Substitute "grassy slope" for "rolling hill" in the records from the line with "of the long" through the end, and give back only those lines with nothing else changed.
- - - - - - -
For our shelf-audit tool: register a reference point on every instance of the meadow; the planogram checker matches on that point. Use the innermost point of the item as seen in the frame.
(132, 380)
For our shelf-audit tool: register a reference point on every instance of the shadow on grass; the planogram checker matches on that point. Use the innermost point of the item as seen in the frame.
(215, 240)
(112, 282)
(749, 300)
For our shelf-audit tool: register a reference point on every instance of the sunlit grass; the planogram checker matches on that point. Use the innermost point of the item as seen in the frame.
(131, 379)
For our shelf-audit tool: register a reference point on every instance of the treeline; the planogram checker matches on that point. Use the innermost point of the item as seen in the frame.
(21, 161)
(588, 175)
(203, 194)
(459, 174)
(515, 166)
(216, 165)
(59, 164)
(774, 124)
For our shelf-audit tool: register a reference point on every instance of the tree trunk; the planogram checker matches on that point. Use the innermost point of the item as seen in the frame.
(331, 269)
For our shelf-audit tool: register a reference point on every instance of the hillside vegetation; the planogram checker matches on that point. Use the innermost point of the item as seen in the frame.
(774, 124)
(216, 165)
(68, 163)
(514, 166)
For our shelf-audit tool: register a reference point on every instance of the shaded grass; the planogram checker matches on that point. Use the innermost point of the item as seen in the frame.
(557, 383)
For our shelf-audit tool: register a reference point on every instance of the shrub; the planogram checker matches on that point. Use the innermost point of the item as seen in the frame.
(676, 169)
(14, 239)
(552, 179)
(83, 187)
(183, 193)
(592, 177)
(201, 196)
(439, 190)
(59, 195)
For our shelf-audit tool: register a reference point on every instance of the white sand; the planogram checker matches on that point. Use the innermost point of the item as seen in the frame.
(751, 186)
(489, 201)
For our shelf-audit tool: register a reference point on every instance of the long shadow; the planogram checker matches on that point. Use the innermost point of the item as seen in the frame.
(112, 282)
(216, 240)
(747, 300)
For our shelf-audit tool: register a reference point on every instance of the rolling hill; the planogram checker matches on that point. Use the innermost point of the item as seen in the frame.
- - - - - - -
- FINAL ANSWER:
For our shelf-audit tool: register a reference point on every instance of the long shadow; the planogram checker matches on that point. Use the innermost point of the item as seen in the frame.
(112, 282)
(216, 240)
(747, 300)
For our shelf-audit tool: register a reference point on every instance of the grassy slope; the planogram checker matches on that point. Use the innermost point of the item as seen in the frame.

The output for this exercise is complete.